Prompt: Reproduce every one of the rows below word for word, with no changes.

Material for this exercise:
====

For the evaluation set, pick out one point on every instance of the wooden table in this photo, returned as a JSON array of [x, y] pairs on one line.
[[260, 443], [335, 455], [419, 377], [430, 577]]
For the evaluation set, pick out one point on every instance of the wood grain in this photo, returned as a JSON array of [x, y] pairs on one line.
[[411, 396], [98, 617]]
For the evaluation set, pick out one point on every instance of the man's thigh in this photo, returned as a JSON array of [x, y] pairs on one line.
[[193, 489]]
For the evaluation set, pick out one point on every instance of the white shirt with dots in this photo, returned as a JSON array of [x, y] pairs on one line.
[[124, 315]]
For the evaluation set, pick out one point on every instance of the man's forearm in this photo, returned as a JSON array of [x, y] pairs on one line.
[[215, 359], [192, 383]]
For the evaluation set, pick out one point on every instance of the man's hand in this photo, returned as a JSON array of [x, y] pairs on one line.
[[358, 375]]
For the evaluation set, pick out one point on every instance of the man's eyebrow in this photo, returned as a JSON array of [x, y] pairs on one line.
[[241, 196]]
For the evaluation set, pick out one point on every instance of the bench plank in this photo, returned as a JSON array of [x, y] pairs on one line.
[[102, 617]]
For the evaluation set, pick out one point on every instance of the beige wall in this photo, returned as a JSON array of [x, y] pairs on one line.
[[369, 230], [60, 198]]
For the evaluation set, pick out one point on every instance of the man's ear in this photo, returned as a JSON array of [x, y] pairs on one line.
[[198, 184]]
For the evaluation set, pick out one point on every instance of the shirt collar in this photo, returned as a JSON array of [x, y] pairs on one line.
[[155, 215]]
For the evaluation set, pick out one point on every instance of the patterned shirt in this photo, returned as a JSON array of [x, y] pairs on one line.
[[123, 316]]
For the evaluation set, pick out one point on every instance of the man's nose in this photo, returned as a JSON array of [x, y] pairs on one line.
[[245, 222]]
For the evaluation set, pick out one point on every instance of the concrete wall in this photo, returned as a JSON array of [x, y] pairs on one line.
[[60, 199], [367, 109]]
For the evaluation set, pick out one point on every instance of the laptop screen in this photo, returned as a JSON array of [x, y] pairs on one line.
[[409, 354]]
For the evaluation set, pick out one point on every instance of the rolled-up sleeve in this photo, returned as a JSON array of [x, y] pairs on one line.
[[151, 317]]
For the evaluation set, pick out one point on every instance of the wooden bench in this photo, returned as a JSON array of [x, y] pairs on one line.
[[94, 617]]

====

Task result:
For the evaluation set, pick out one point on every instance of the wooden table in this photo, returned as a JSON array of [x, y] pairs on one line.
[[260, 443], [335, 455], [419, 377], [430, 577]]
For the evaluation set, pick out one point on every instance of the wood grain in this photo, returned as a JSON array of [x, y] pairs on one line.
[[411, 396], [98, 617]]
For the evaluation set, pick out one point on every instance of the man's thigh in this photo, returned as a JSON array of [x, y] pairs on one line.
[[193, 489]]
For the evaluation set, pick out one point on every instance of the white shirt with dots in this photo, returned as a JSON array of [x, y] pairs on one line.
[[124, 315]]
For the evaluation set, pick out one point on every instance of the man's forearm in this photo, returned as a JSON array of [x, y] pairs on one line.
[[215, 359], [192, 383]]
For the evaluation set, pick out one point on every instance of the man's hand in this photo, returned as a JSON array of [x, y] pairs on one line.
[[358, 375]]
For the evaluation set, pick out one point on every instance of the man's eyebrow in this photo, returned as a JSON array of [x, y] pairs on one line.
[[241, 196]]
For the evaluation set, pick out one point on every instance of the bench plank in this photo, returned as a JSON array of [x, y] pairs on one line.
[[102, 617]]
For the evaluation set, pick out one point on every instance of the beige wall in this photo, returned as a JSON array of [x, y] pairs on one line.
[[369, 230], [60, 198]]
For the evaluation set, pick out one point on every instance of the man's ear in this photo, returned as a JSON array of [x, y] pairs on one line.
[[198, 184]]
For the evaluation set, pick out one point on every instance of the shirt collar in this photo, returned as a JSON array of [x, y] pairs on one line.
[[155, 215]]
For the evaluation set, pick out one point on every instance of the patterned shirt in this photo, returned as a JSON array of [x, y] pairs on one line.
[[123, 316]]
For the evaluation set, pick out one point on every instance of the man's nose in this photo, returned as a JSON array of [x, y] pairs on one line.
[[245, 222]]
For the evaluation set, pick out one point on every instance of the concrete wall in this photo, returned as a JSON array of [x, y] pairs on one line.
[[60, 199], [367, 109]]
For the evaluation set, pick out one point on every instance of the laptop screen in this photo, returned as a JSON array of [x, y] pairs on one line.
[[409, 354]]
For the evaluation set, pick out one point on every instance of the rolled-up sleeve in this photo, returned as a JSON array of [x, y] pairs on one line.
[[151, 317]]
For the evaluation set, pick out one point on every instance of the wooden bench in this photo, returned as a JSON array of [x, y] pairs on one line.
[[94, 617]]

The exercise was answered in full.